_WHAT YOU NEED TO DO:_
[1] From the article on pairing wine with Indian food below, list the flavors named in the sentence that begins "You have all these flavours".
[2] In the article on pairing wine with Indian food below, copy the passage that begins at the words "I think sherry" and ends after the words "of tandoori dishes?".

_GIVEN PASSAGE:_
It's been a long-ass week at work and the only thing in your fridge is a furry jar of pesto. Hunkering down with some pillowy peshwari naan and a lamb biryani is exactly the kind of "nourishing self care act" you've been reading about in all those Tumblr posts. Plus, that hour you wait for the delivery guy to get lost, ring for directions, and finally buzz the right flat is the perfect window in which to make a cornershop booze run.
But step away from the Kingfisher six-pack. A crisp beer might be the obvious choice for washing down a Friday night curry, but many Indian food experts agree that wine is a far better match for the cuisine's aromatic flavours. And with Indian vineyards on the rise, pairing paneer with Pinot Noir could become the new norm.
To kick things off, which wine pairs best with poppadoms?
"It's a funny one, but I actually like a Fino sherry with some poppadoms and various chutneys and spicy things. When you talk about Indian snacks, you talk about street food style-dishes, which have a range of flavours and textures. You have all these flavours like spicy, sweet, sour, and tangy going on and likewise with textures, you have the crunch element and softer textures.
I think sherry is a very underrated drink generally and something that people should drink more of. It's got this lovely savoury, saltiness to it—especially a fino sherry or a Manzanilla. It's great as an aperitif to get your palate going and it can really stand up to spicing."
Moving onto the main event, what goes with the charred flavours of tandoori dishes?
"The clay oven is used quite often in Indian cuisine, particularly in North India. The food develops a smoky flavour—whether it's a meat, fish, or veg—so you have to be quite careful about what you match it with. You can cause some nasty clashes.

_STORED DATA:_

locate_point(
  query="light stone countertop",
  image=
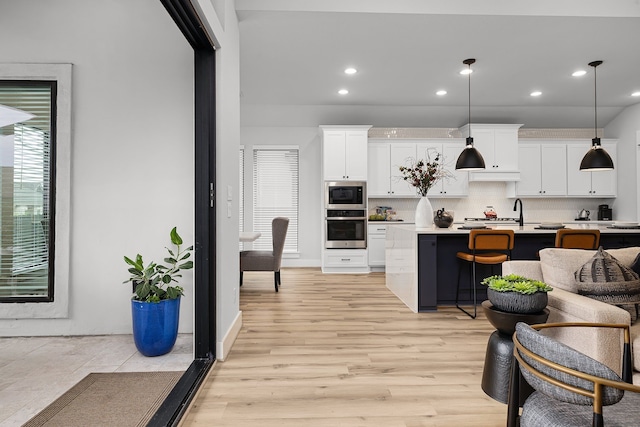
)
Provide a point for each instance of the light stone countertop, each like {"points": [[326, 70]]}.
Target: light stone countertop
{"points": [[528, 228]]}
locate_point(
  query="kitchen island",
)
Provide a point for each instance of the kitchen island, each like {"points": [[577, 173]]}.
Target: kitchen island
{"points": [[422, 267]]}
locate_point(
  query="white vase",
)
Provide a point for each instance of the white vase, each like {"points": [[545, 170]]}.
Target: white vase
{"points": [[424, 213]]}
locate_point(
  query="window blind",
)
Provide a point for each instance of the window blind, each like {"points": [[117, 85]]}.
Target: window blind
{"points": [[275, 193], [25, 193]]}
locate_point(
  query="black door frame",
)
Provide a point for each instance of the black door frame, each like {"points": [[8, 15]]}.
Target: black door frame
{"points": [[176, 403]]}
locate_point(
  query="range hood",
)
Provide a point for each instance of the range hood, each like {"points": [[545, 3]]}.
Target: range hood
{"points": [[498, 144], [491, 176]]}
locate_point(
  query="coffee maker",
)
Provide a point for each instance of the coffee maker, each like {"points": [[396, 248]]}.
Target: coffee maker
{"points": [[604, 213]]}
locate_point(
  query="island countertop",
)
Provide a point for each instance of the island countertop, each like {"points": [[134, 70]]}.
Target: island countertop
{"points": [[527, 228], [422, 266]]}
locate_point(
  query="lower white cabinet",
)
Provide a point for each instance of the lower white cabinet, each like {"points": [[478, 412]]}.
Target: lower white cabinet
{"points": [[376, 243], [345, 258]]}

_TASK-BY-TASK RESULTS:_
[1] spicy, sweet, sour, tangy

[2]
I think sherry is a very underrated drink generally and something that people should drink more of. It's got this lovely savoury, saltiness to it—especially a fino sherry or a Manzanilla. It's great as an aperitif to get your palate going and it can really stand up to spicing."
Moving onto the main event, what goes with the charred flavours of tandoori dishes?